From the listing that follows, extract every line and set it down unaltered.
◆ ◆ ◆ ◆ ◆
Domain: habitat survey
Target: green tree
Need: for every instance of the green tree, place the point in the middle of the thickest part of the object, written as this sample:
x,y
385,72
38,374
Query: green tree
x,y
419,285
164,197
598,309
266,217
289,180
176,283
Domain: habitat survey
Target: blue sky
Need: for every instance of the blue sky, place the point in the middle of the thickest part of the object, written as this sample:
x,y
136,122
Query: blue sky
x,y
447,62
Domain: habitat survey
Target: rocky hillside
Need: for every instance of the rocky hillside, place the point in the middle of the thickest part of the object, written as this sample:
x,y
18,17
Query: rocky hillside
◆ ◆ ◆ ◆ ◆
> _Exercise answer_
Domain: habitat survey
Target: green tree
Need: for every instance of the green tree, place the point in the middle of the thickest part of the object, written as this sample:
x,y
385,72
38,374
Query: green tree
x,y
419,285
164,197
598,309
266,217
289,180
176,283
Domain: habitat survey
Target: blue sky
Need: for every instance of the blue sky, place the point in the middle of the thickest part of the object, written as this sample:
x,y
136,122
Query: blue sky
x,y
447,62
Domain: habitat survey
Target: rocky hillside
Need: for every instance of the rocky hillside, place the point in the middle of the thickest part of the object, written as this sample:
x,y
18,17
Query: rocky hillside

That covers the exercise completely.